**LISTING**

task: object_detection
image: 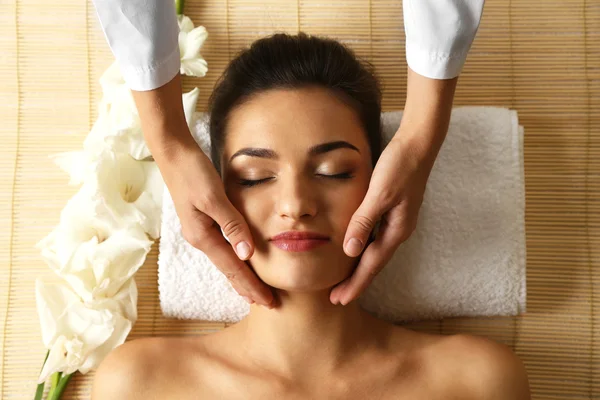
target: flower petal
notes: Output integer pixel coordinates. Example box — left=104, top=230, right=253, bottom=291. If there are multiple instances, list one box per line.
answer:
left=179, top=58, right=208, bottom=78
left=183, top=87, right=200, bottom=129
left=35, top=278, right=80, bottom=349
left=179, top=26, right=208, bottom=60
left=177, top=15, right=194, bottom=32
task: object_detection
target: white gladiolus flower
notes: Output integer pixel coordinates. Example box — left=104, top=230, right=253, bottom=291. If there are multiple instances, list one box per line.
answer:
left=183, top=88, right=200, bottom=130
left=49, top=149, right=164, bottom=238
left=36, top=279, right=137, bottom=383
left=36, top=185, right=152, bottom=300
left=178, top=15, right=208, bottom=77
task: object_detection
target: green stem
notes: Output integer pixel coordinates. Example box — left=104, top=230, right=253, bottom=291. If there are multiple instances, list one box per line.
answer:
left=48, top=372, right=62, bottom=399
left=48, top=374, right=73, bottom=400
left=175, top=0, right=185, bottom=15
left=33, top=350, right=50, bottom=400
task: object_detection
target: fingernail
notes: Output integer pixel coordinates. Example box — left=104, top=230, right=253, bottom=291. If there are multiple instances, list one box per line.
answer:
left=235, top=242, right=250, bottom=260
left=346, top=238, right=362, bottom=257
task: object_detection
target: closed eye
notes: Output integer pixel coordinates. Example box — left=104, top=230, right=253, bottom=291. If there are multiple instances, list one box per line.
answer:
left=238, top=172, right=354, bottom=187
left=317, top=172, right=353, bottom=179
left=238, top=178, right=273, bottom=187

**GIVEN TASK**
Convert each line of the rows above into a Markdown table with the columns Line and Text, numbering the lines in order and skipping any blank ones. Keep the pictures out of the table.

**REPLY**
| Line | Text |
|---|---|
| 1 | task: object_detection |
| 2 | image:  |
| 3 | target: flower petal |
| 4 | notes: Output integer pixel coordinates. Example box — left=104, top=230, right=253, bottom=291. If there are multiple instances, list one box per line. |
| 5 | answer: |
| 6 | left=179, top=58, right=208, bottom=78 |
| 7 | left=183, top=87, right=200, bottom=129 |
| 8 | left=35, top=278, right=80, bottom=349 |
| 9 | left=179, top=26, right=208, bottom=60 |
| 10 | left=177, top=15, right=194, bottom=32 |
| 11 | task: object_detection |
| 12 | target: white gladiolus flower |
| 13 | notes: Output integer pixel coordinates. Example box — left=104, top=230, right=253, bottom=291. If there are multiple instances, list one box per line. |
| 14 | answer: |
| 15 | left=183, top=88, right=200, bottom=130 |
| 16 | left=49, top=149, right=164, bottom=238 |
| 17 | left=36, top=279, right=137, bottom=383 |
| 18 | left=36, top=185, right=152, bottom=300 |
| 19 | left=178, top=15, right=208, bottom=77 |
| 20 | task: object_detection |
| 21 | target: green stem |
| 22 | notes: Output integer pixel coordinates. Example box — left=104, top=230, right=253, bottom=291. If there are multiple instances, list one box per line. |
| 23 | answer: |
| 24 | left=48, top=372, right=62, bottom=399 |
| 25 | left=48, top=374, right=73, bottom=400 |
| 26 | left=175, top=0, right=185, bottom=15 |
| 27 | left=33, top=350, right=50, bottom=400 |
| 28 | task: object_detection |
| 29 | target: fingernail |
| 30 | notes: Output integer pixel coordinates. Example box — left=104, top=230, right=253, bottom=291. If there are multiple instances, list one box per line. |
| 31 | answer: |
| 32 | left=235, top=242, right=250, bottom=260 |
| 33 | left=346, top=238, right=362, bottom=257 |
| 34 | task: object_detection |
| 35 | target: closed eye |
| 36 | notes: Output integer pixel coordinates. Example box — left=104, top=230, right=253, bottom=291. If there are multiple instances, list one box per line. |
| 37 | answer: |
| 38 | left=238, top=172, right=354, bottom=187 |
| 39 | left=317, top=172, right=353, bottom=179 |
| 40 | left=238, top=178, right=273, bottom=187 |